**Aim of the task:** Write a continuation of the passage about the World Bank's leadership change and climate agenda, starting after its final sentence.

**Document passage:**
★ ★ ★ ★ ★

Flashback: The bank's current president, David Malpass, faced calls to resign in September after he appeared to question the effects of burning fossil fuels on climate change.
- Then in February, Malpass — who was former President Trump's choice for a five-year term that began in April 2019 — made a surprise announcement that he would step down early.
- That gave the Biden administration the vacancy they wanted.
The big picture: Treasury Secretary Janet Yellen wants the World Bank to be more aggressive in addressing climate change, as part of a broader set of proposed changes she laid out last October.
- At the far end of the spectrum are calls from NGOs for the bank to sacrifice its triple-A credit rating in the pursuit of bigger loans to fund more projects.
- Banga, however, told Axios that the triple-A rating is important for the bank to keep.
- “Nobody wants the triple A rating to go away,” he said. “The only way that math works is with a triple A rating.”

★ ★ ★ ★ ★

**Record extracts:**
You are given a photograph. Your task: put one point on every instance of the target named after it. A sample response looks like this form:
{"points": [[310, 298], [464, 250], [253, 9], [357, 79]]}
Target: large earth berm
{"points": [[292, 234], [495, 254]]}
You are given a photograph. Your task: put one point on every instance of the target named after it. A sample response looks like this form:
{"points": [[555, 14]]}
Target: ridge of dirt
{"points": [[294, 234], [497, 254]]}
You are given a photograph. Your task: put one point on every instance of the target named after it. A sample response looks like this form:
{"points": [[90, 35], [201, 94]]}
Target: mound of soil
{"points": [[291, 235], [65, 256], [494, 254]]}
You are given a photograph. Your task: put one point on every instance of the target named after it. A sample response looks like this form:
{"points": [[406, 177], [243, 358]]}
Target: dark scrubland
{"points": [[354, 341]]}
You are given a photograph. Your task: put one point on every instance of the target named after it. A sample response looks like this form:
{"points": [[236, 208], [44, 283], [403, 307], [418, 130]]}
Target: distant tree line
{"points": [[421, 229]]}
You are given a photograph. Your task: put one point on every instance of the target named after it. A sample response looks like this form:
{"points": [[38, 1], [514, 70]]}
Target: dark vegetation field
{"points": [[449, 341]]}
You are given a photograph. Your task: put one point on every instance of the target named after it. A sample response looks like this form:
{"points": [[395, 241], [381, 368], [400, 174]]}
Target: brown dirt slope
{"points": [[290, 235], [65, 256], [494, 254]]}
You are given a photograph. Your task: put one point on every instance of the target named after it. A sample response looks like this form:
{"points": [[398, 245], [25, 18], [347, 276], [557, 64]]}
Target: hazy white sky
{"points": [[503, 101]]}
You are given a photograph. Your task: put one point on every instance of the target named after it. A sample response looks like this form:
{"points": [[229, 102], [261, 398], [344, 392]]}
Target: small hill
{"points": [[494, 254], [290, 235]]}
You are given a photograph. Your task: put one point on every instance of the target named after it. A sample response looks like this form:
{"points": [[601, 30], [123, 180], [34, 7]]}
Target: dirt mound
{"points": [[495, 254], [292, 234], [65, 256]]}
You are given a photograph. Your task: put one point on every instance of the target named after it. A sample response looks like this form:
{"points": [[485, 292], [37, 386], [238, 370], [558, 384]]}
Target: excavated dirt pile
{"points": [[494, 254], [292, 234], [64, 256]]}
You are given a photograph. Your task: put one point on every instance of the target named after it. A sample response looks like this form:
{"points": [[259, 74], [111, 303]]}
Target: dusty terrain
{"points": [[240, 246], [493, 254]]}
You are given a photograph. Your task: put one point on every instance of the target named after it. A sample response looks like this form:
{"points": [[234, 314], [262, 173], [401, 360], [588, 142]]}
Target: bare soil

★ ★ ★ ★ ★

**Expected answer:**
What we’re watching: The Biden administration is trying to persuade African countries that the U.S. wants to be a partner for the long haul.
- The U.S. is trying to counter China’s influence in the region and offer an alternative path to economic growth and climate resilience.
- During her January trip to Africa, Yellen focused on the opportunity presented by the continent’s young population.
- Banga shares Yellen’s enthusiasm, with caution. “You meet these people, you see the ideas they're developing, they’re full of optimism, they’re full of energy and they're full of creativity,” he said.
- “But the other side of that is, they don't have jobs … that demographic dividend very quickly becomes a challenge.”